● TASK:
As you print the data below, keep every line exactly as it is and leave the images behind.

● INPUT MATERIAL:
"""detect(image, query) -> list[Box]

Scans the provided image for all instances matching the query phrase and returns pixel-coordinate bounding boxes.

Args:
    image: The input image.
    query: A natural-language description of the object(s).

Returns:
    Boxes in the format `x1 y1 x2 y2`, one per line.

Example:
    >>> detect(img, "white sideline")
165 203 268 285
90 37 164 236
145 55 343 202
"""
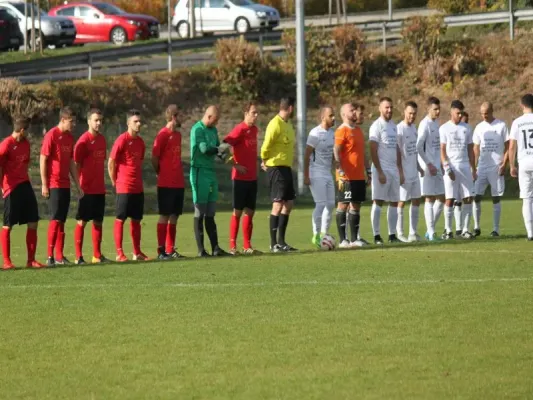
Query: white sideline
2 277 532 290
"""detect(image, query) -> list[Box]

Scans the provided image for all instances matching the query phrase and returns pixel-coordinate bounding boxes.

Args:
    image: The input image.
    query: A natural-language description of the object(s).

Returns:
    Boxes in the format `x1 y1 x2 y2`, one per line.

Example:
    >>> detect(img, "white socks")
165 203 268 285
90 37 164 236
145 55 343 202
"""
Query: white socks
321 203 334 234
493 202 501 233
444 205 454 234
409 205 419 236
433 200 444 225
424 201 435 236
387 206 398 235
312 203 326 235
371 203 382 236
522 198 533 238
397 207 404 236
462 203 472 233
454 204 463 232
473 201 481 230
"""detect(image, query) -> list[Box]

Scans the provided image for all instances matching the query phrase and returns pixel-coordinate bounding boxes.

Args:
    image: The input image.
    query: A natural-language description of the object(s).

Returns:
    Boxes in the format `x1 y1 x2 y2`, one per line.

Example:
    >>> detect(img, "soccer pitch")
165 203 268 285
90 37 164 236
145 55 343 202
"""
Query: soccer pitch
1 199 532 399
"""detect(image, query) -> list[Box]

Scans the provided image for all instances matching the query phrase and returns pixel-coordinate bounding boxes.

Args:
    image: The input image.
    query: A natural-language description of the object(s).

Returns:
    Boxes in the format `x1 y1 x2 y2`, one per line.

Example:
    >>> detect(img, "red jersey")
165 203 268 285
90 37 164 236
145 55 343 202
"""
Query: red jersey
223 122 258 181
152 127 184 188
110 132 145 194
74 131 107 195
0 136 31 198
41 126 74 189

● TASK ANSWER:
"""detect(image, query) -> list[Box]

Scans the provided image for all instances matching the query phrase and returns pixel-coordinate bounding boxes.

Args:
    image: The input image.
    query: A natural-language description of the object(s).

Returns:
    Boxes in the format `x1 y1 x2 y2`, one per line.

Example:
    >>> detect(img, "white sideline")
165 203 268 285
90 37 164 236
145 55 343 202
"""
Query: white sideline
2 277 532 290
"""detect(image, query) -> list[Box]

Scans the provided image for all instances matching the query phrase and returns pixel-coordinate bounding boxes.

Args:
    image: The input image.
    query: A natural-language description of the object(s).

Returns:
    Boxes in the format `x1 y1 x2 y2`, one per line.

Example:
    >>> detect(img, "white socks")
165 203 268 285
90 37 164 236
145 55 343 202
"""
Query: white socks
321 203 334 234
493 202 501 233
444 205 454 234
409 205 419 236
433 200 444 225
424 201 435 236
387 206 398 235
312 203 326 235
371 203 382 236
522 198 533 238
397 207 404 236
462 203 472 233
454 204 463 232
473 201 481 230
"""detect(image, query) -> list[Box]

Scans the provided image for all instances matching the query phrase and returns pixel-coordinate bounding boxes.

Args:
    image: The input image.
    query: A natural-language description of the object(s).

Returns:
    Boxes in the format `x1 y1 x2 y2`, one per line.

Example:
    >>> detect(img, "soccer pitch")
165 203 268 285
90 37 164 236
145 55 343 202
"""
Query: soccer pitch
1 199 532 399
"""detect(image, query) -> list[Box]

Scans the provided image for all instances matching the query phrase and returns pixel-coordinate bounding boxes.

Args:
    image: The input image.
    query: A natural-language description of the object(s).

Returns:
    Boxes in the format `x1 y1 x2 y2`, one per line.

Example:
    >>> detect(img, "red jersey")
165 203 268 285
90 37 164 236
145 55 343 202
"""
Query: red jersey
223 122 258 181
152 127 184 188
110 132 145 194
74 131 107 195
0 136 31 198
41 126 74 189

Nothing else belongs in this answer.